(Dataset records)
=== Section Start ===

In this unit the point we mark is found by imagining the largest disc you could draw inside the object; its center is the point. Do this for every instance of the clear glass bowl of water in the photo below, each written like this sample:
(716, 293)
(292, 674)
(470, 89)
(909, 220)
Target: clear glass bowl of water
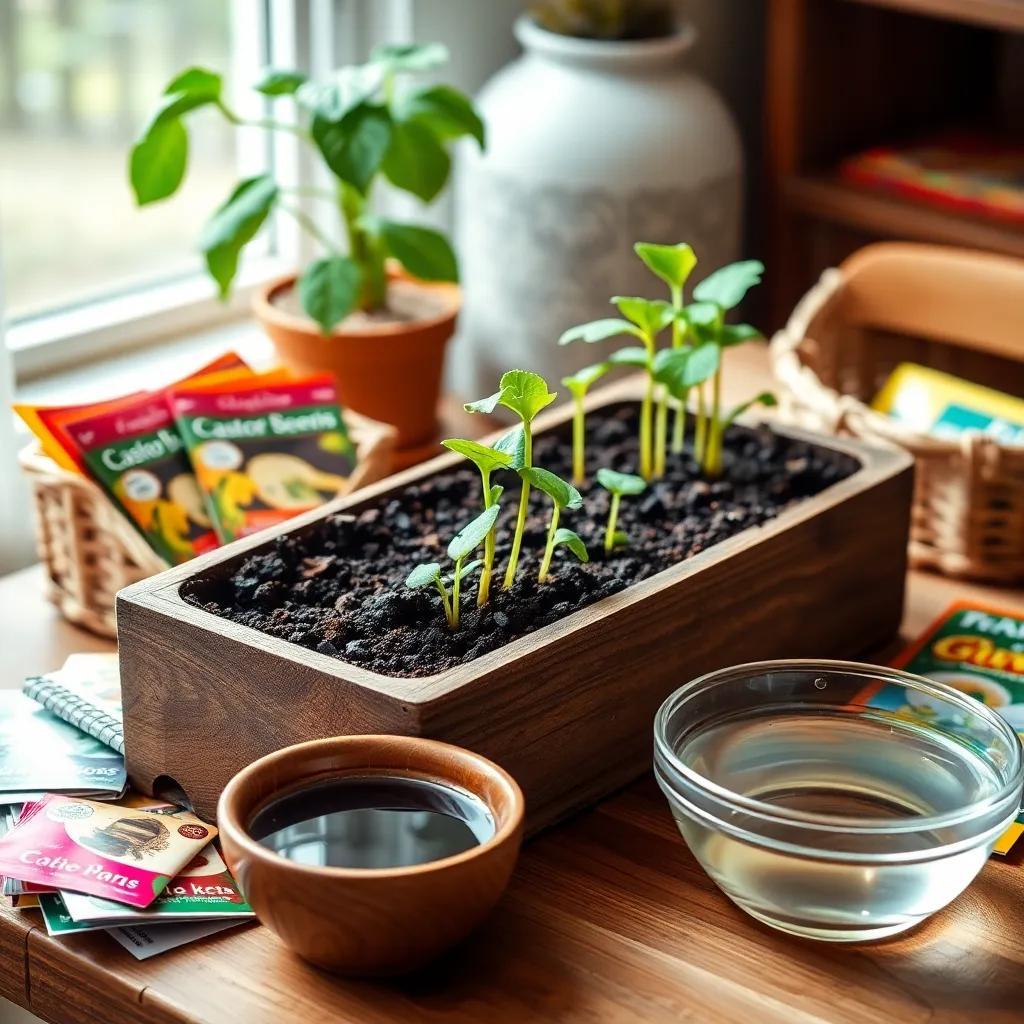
(833, 800)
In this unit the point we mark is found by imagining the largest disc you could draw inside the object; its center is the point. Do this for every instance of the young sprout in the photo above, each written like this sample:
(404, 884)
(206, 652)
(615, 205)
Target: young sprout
(486, 461)
(644, 318)
(673, 264)
(617, 484)
(723, 290)
(525, 394)
(563, 496)
(579, 384)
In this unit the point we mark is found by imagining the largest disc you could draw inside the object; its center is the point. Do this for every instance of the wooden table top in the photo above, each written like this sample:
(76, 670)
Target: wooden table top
(608, 919)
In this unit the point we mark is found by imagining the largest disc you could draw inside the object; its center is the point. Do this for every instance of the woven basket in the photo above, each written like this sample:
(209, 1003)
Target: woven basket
(955, 310)
(89, 549)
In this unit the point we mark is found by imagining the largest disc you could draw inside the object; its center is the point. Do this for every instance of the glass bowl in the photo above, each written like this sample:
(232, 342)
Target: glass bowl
(833, 800)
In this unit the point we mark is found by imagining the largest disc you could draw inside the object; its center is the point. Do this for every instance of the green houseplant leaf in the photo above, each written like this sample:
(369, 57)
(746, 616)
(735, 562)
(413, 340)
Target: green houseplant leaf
(672, 263)
(416, 160)
(233, 225)
(600, 330)
(424, 253)
(471, 536)
(444, 111)
(560, 492)
(424, 576)
(727, 286)
(329, 290)
(278, 82)
(571, 541)
(354, 146)
(485, 459)
(410, 56)
(621, 483)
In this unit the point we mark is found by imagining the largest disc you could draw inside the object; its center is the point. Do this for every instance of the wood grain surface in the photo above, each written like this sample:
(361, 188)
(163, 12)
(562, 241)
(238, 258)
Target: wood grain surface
(608, 921)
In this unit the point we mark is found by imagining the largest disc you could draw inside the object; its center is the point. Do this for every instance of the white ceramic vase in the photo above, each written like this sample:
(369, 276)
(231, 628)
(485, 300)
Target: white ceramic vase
(592, 145)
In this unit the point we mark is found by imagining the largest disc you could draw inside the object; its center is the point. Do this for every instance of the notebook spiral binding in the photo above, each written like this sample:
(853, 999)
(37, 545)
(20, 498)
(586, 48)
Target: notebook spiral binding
(73, 709)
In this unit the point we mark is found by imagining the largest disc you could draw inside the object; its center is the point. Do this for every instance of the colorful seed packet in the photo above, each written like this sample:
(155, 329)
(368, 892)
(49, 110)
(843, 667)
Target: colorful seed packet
(120, 853)
(978, 650)
(264, 449)
(39, 753)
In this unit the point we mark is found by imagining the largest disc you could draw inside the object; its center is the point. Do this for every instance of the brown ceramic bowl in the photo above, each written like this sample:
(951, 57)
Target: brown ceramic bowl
(374, 921)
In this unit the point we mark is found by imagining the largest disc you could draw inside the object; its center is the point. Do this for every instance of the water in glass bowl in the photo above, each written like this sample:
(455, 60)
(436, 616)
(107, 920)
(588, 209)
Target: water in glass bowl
(851, 767)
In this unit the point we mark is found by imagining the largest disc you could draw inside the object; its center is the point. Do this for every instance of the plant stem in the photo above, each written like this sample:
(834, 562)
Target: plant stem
(701, 428)
(609, 530)
(456, 593)
(446, 604)
(660, 433)
(520, 522)
(645, 427)
(579, 440)
(483, 590)
(306, 222)
(549, 549)
(364, 248)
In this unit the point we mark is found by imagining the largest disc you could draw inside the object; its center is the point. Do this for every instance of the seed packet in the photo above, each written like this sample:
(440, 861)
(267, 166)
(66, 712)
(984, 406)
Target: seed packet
(945, 407)
(978, 650)
(204, 889)
(263, 450)
(151, 940)
(48, 423)
(39, 753)
(119, 853)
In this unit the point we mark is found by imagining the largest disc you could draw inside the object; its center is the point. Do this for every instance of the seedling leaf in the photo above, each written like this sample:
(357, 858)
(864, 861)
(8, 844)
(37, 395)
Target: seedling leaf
(513, 443)
(672, 263)
(727, 286)
(621, 483)
(560, 492)
(632, 355)
(571, 541)
(471, 536)
(766, 398)
(423, 576)
(650, 315)
(598, 331)
(485, 459)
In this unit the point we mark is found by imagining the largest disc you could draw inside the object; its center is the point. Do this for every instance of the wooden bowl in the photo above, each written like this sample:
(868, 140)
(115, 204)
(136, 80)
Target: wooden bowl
(379, 921)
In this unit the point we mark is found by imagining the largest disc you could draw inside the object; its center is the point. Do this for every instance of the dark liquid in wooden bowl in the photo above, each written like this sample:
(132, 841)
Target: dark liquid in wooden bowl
(373, 821)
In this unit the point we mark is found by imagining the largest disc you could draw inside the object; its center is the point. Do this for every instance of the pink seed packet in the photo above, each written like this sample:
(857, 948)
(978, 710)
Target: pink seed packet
(120, 853)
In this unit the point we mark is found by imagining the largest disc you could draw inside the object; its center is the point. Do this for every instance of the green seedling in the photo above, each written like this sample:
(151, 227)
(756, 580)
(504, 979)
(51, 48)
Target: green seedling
(722, 291)
(673, 264)
(486, 461)
(563, 496)
(617, 484)
(579, 384)
(525, 394)
(644, 320)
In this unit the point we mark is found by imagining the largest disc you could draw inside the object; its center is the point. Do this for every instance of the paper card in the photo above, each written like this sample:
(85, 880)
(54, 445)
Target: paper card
(119, 853)
(150, 940)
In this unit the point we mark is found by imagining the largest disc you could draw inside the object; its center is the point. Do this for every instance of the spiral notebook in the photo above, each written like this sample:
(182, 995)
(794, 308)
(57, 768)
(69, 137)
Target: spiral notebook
(85, 692)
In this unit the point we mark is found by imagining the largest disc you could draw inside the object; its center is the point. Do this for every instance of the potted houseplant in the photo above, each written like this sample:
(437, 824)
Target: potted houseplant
(378, 310)
(485, 599)
(599, 133)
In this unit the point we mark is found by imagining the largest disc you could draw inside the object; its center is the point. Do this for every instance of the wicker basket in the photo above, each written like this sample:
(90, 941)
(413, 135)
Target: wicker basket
(956, 310)
(90, 550)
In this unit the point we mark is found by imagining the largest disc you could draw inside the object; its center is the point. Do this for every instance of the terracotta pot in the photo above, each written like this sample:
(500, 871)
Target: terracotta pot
(371, 921)
(389, 372)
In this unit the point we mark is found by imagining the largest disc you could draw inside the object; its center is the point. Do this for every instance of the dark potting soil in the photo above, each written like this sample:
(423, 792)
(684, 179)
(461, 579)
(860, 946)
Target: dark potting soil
(340, 588)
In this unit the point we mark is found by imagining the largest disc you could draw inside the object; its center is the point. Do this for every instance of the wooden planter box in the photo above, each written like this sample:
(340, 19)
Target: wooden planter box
(566, 710)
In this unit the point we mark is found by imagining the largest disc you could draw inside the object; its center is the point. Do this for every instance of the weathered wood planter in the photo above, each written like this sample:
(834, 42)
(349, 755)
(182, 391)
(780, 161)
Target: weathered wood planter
(567, 710)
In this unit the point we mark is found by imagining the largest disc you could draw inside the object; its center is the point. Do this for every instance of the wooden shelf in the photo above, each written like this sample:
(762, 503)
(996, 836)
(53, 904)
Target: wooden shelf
(1007, 14)
(883, 215)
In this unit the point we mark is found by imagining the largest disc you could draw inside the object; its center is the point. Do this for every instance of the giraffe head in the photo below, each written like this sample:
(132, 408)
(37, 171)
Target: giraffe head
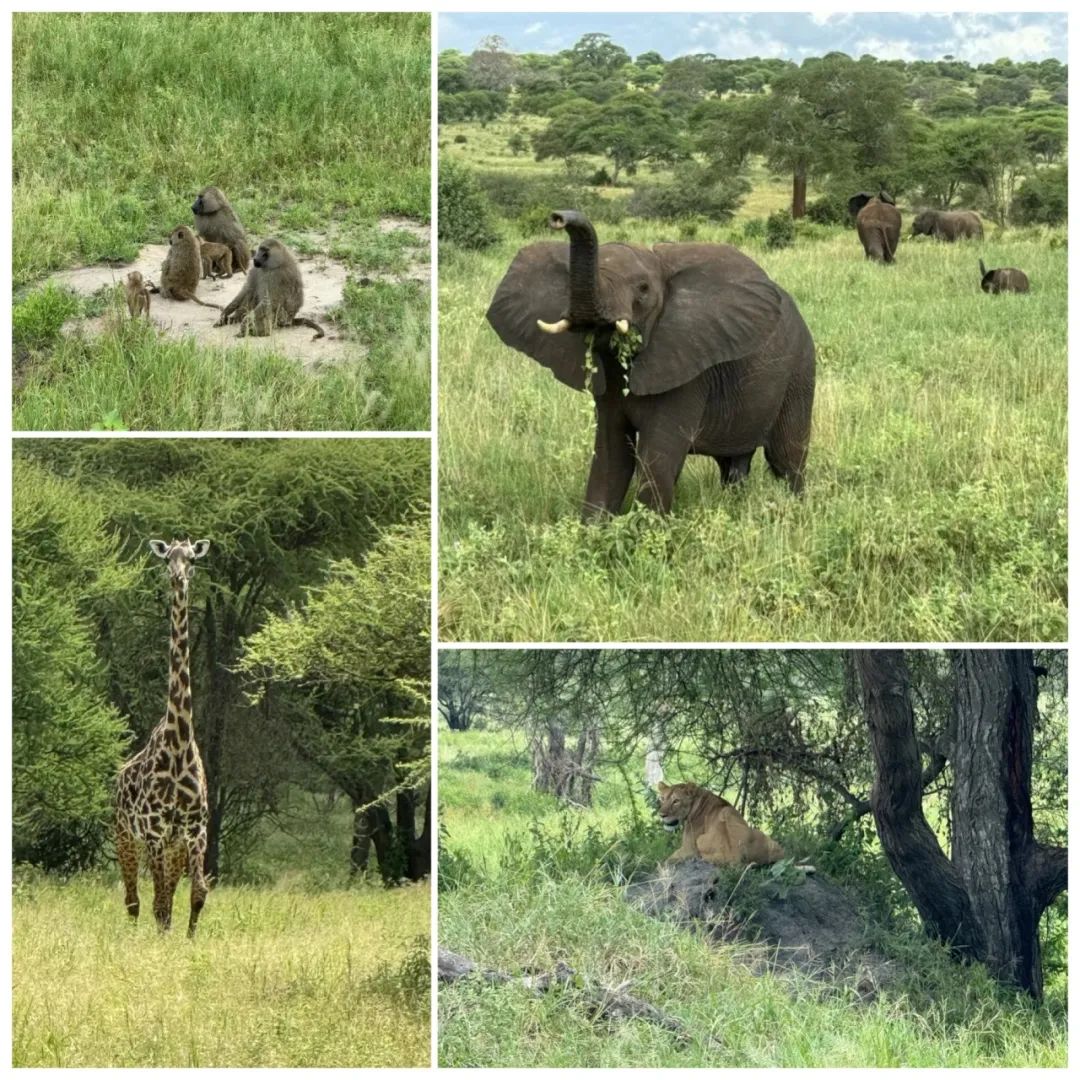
(180, 555)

=== Section End ===

▸ INSTRUCTIONS TO FOLLOW
Write out the data exactly, and exclude every picture it holds.

▸ OUTPUT BELOW
In this unit the point we mark is found by imagining the largest disc you could draw inside the object; its center is the point. Do this for every instance of the clear glass bowl of water in the photo below, each written like this sample:
(716, 293)
(292, 674)
(470, 89)
(909, 220)
Target: clear glass bowl of water
(833, 800)
In this unit the point we mark is found by imagining the largest disc you could draw inside the object; its center is the point. Do this for every instance of the young sprout in the photo above, each written like this sample:
(404, 884)
(206, 652)
(615, 205)
Target: young sprout
(486, 461)
(644, 318)
(673, 264)
(617, 484)
(723, 290)
(525, 394)
(563, 496)
(579, 384)
In this unit the point we mark is found by imagining the largest disc you could draw inside the object; its center is the point. Do this for every instance of the wooden table top in the photo above, each written like this sample:
(76, 670)
Target: wooden table top
(608, 919)
In this unit the point we mark is found by imagining the largest disc you could draw inside the object; its center is the point. Do this for every instance of the woven basket in the photo above, each written like this sample:
(209, 1003)
Target: woven basket
(955, 310)
(89, 549)
In this unit the point we mark is found by imagining the largest disc you could draw inside the object; its center is the point. Do this for every instance of the glass bowl in the photo above, each written like this sample:
(232, 342)
Target: glass bowl
(833, 800)
In this unit the point we mark is found by imagining the largest disc you could draw inside the object; its center is the point. Do this for every instance of the green houseplant leaf in the photo above, each written like this sample:
(369, 57)
(746, 616)
(735, 562)
(413, 340)
Target: green houseplant leaf
(672, 263)
(416, 160)
(233, 225)
(600, 330)
(424, 253)
(471, 536)
(444, 111)
(560, 492)
(424, 576)
(727, 286)
(329, 290)
(278, 82)
(571, 541)
(354, 146)
(485, 459)
(410, 56)
(621, 483)
In this unit the point we mark is found by imagining the largest disc you could draw inside the object; its center is the point. Do this for every instance of the wood grain surface in the photo above, each written like this sample:
(361, 188)
(163, 12)
(562, 241)
(238, 258)
Target: wood grain surface
(608, 921)
In this unit the point we mark is found by imagining the largest disc you could draw inside the object; its center is the point. Do this for every instance of the white ceramic vase in the photo above, each written like this sample:
(369, 276)
(231, 628)
(485, 300)
Target: white ceramic vase
(592, 145)
In this unit the point we mark is found by imagining the largest disc you could draw inside the object; its center is the point. Do this for every instance of the notebook spiral binding in the photo above, each written like this sample:
(853, 999)
(37, 545)
(20, 498)
(586, 48)
Target: notebook spiral binding
(73, 709)
In this unit the point we mark is found by imagining the largest disc you could draw inside the object; its center is the point. Do this for every instance of the colorful seed packet in the photo above, each written like this sample:
(155, 329)
(368, 892)
(49, 110)
(843, 667)
Target: colorful seed packet
(120, 853)
(978, 650)
(264, 449)
(39, 753)
In this unit the point we mark is found by imagining the largest disc you could draw inside the object; its center is the point. Do this for every instance of the brown ceramic bowl in the photo above, each written like this sample:
(951, 57)
Target: brown ceramic bowl
(374, 921)
In this unit the point we mark is found by imagining the largest disc you could draw inside the object; its center is the point. Do this for every instance of the water in glass bowl in the photo above, each written like this sample:
(455, 60)
(436, 616)
(107, 920)
(588, 209)
Target: water in glass bowl
(851, 767)
In this unit the point we mark is found by imagining the largest disc you could draw inside the object; its center is the point. Do this for every instance of the plant stem in the photo above, each written like this sample:
(834, 562)
Target: plant stem
(701, 428)
(609, 530)
(456, 593)
(446, 604)
(660, 433)
(520, 522)
(645, 427)
(579, 440)
(483, 590)
(306, 222)
(549, 549)
(364, 248)
In this unit the point we mark is found by imagining the largest disc you could draw inside the object; its center is the point. Do this for every instance of the seed packet in the photo above, each written like this sample:
(440, 861)
(267, 166)
(66, 712)
(984, 406)
Target: seed packet
(945, 407)
(978, 650)
(204, 889)
(263, 450)
(151, 940)
(48, 423)
(39, 753)
(119, 853)
In this unit the point we mark is found by imagining the largest disc you could draw inside the object; its center is the point. Do this for every instance of the seedling leaf in the photo above, each written like this sample:
(357, 858)
(864, 861)
(8, 844)
(37, 395)
Target: seedling leaf
(513, 443)
(672, 263)
(727, 286)
(621, 483)
(560, 492)
(632, 355)
(571, 541)
(471, 536)
(766, 398)
(423, 576)
(650, 315)
(598, 331)
(485, 459)
In this unit the point we mark is found by imagining the largest disc you could draw inside the object; its center is the point. Do this for every instance of the wooden bowl in the photo above, each written like this sample:
(868, 140)
(115, 204)
(136, 80)
Target: wooden bowl
(379, 921)
In this unit the point we mark is found by imagining the largest disc you could draw inside the object; its center is the point. Do this for every instance of the dark liquid in wooden bowl in the photo above, each written like this sample:
(132, 841)
Target: dark liquid in wooden bowl
(373, 821)
In this unit the point we mark is found by imagining the largest disc you could draw inside the object; its center is the point. Do this for every instance of the pink seed packet in the photo above, each written like this sample:
(857, 948)
(978, 710)
Target: pink seed packet
(120, 853)
In this unit the point we mark is found by imagining the largest disc you could draw inside the object; its center is the point. Do this for every instance of the green seedling in the photo above, each written like this sample:
(151, 227)
(756, 580)
(504, 979)
(51, 48)
Target: green seedling
(722, 291)
(673, 264)
(486, 461)
(563, 496)
(617, 484)
(579, 384)
(525, 394)
(644, 320)
In this unit the point we mark is found by imagining the largest disc you could draw inside the object; its center is the point. Do this for every instance of the paper card in the photo above, each written like this sample:
(85, 880)
(54, 445)
Target: paper card
(119, 853)
(150, 940)
In this unit the point we mark is found by imagining the largest disc you could draw inside the object; its center is the point. Do this for every instance of the spiral notebook in the photo above, each written like this sample:
(182, 995)
(794, 308)
(57, 768)
(69, 137)
Target: spiral notebook
(85, 692)
In this unit the point we mark is found by imagining the largest disc you could draw inside the object; its center is the point. Do this for every instance of the potted houseplant in the photo above, each written like this sample:
(437, 824)
Target: potted houseplant
(378, 310)
(485, 599)
(599, 133)
In this unit the point we mark is found by imagining the largest disc you could draw inside the object; its center is the point. Do this for every instance of the wicker basket in the photo above, each written like this sample:
(90, 941)
(413, 135)
Target: wicker basket
(956, 310)
(90, 550)
In this unit the point we mark is found by imagining the largest disc you could draw inside the object; its center is the point. Do this for every instance of the terracotta pot in the photo above, each written like this sample:
(500, 871)
Target: terracotta pot
(371, 921)
(389, 372)
In this unit the point we mark is found by imagining the largest disc you could draw inside the object; its center is the point. Do this for every instance of the dark potting soil in the photo above, each written like this sample:
(423, 792)
(684, 179)
(461, 579)
(860, 946)
Target: dark potting soil
(340, 588)
In this unit the point we mark is found by imagining the largest disc you could draw inside the object; its center is the point. Do this for every instance of the wooden planter box in the photo above, each written like this sample:
(340, 19)
Target: wooden planter box
(566, 710)
In this unit the point we mark is found by imagining the largest disc you could draw inside the object; its center is the point. Do this for every instance of the weathered wood planter in the photo above, each written like this sample:
(834, 42)
(349, 755)
(182, 391)
(780, 161)
Target: weathered wood planter
(567, 710)
In this unit the point we mark is found by imagining the largest disc you could draw inside the object; its center is the point. Do this for every instance of the wooden shelf in the photo above, each written like this sample:
(762, 503)
(996, 836)
(53, 904)
Target: wooden shelf
(1007, 14)
(883, 215)
In this unit the point we mark is found by imagining the largest disc you could draw inside the object; its center is the point. Do this for every instance of the giraffe head in the photo below, each written like this sample:
(132, 408)
(37, 171)
Target: giraffe head
(180, 555)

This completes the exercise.